**Exercise description**
Print everything from "To deliver fundamental" down to "unlock their use." in the passage on lithium-sulfur batteries, word for word.

**Exercise text**
^^^^
To deliver fundamental changes in battery performance in the medium to long term, industry must look to chemistries beyond Li-ion. Of these, lithium-sulfur (Li-S) represents one of the most attractive technologies available.
Compared with Li-ion batteries, Li-S cells store more energy per unit weight and can operate in a wider operating temperature range. They may also offer safety and cost improvements. Yet the widespread use of Li-S faces major hurdles, which stem from sulfur’s insulating nature, migration of discharge products leading to the loss of active material, and degradation of the metallic lithium anode. Scientists and engineers need to know more about how the system performs and degrades in order to overcome current limitations in the power density and lifespan of Li-S cells that could unlock their use.
LiSTAR is designed to address these challenges. The consortium will generate new knowledge, materials and engineering solutions, thanks to its dual focus on fundamental research at material and cell level, and an improved approach to system engineering. The project will address four key areas of research: cathodes; electrolytes; modelling platforms; and device engineering. In doing so, the LiSTAR consortium is seeking to enable rapid improvements in Li-S technologies, with the aim of securing the UK as the global hub for the research, development and deployment of this emergent technology.
^^^^
**Recorded data**

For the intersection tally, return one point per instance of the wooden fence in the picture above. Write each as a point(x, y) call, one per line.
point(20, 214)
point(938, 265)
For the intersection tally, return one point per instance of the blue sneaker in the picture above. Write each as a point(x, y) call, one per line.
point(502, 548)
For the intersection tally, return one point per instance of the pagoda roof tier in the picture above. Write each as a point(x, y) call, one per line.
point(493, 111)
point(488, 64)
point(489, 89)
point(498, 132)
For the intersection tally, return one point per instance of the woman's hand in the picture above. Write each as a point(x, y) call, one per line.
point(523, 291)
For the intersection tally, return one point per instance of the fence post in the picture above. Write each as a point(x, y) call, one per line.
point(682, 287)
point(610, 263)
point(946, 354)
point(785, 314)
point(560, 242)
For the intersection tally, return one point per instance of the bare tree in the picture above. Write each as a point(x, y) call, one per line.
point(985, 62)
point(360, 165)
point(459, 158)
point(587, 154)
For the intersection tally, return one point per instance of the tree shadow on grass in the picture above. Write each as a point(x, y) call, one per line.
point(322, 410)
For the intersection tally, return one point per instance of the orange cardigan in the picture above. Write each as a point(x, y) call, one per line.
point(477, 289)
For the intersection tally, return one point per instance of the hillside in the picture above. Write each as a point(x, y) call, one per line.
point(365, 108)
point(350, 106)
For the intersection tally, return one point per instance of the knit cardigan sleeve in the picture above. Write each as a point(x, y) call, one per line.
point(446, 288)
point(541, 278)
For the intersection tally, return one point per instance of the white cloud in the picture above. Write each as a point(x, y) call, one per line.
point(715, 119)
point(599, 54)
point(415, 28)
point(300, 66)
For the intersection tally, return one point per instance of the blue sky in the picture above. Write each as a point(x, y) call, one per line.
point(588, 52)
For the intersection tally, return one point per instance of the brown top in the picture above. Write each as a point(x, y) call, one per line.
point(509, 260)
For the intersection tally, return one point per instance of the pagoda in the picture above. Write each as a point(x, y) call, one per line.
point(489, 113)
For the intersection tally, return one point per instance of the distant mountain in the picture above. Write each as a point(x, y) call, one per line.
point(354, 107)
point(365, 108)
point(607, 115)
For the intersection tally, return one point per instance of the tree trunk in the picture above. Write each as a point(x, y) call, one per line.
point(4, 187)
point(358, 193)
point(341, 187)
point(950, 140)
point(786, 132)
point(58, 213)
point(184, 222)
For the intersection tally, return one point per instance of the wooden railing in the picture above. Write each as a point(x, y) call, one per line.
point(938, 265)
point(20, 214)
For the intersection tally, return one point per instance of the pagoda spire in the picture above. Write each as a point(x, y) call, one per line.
^^^^
**Expected output**
To deliver fundamental changes in battery performance in the medium to long term, industry must look to chemistries beyond Li-ion. Of these, lithium-sulfur (Li-S) represents one of the most attractive technologies available.
Compared with Li-ion batteries, Li-S cells store more energy per unit weight and can operate in a wider operating temperature range. They may also offer safety and cost improvements. Yet the widespread use of Li-S faces major hurdles, which stem from sulfur’s insulating nature, migration of discharge products leading to the loss of active material, and degradation of the metallic lithium anode. Scientists and engineers need to know more about how the system performs and degrades in order to overcome current limitations in the power density and lifespan of Li-S cells that could unlock their use.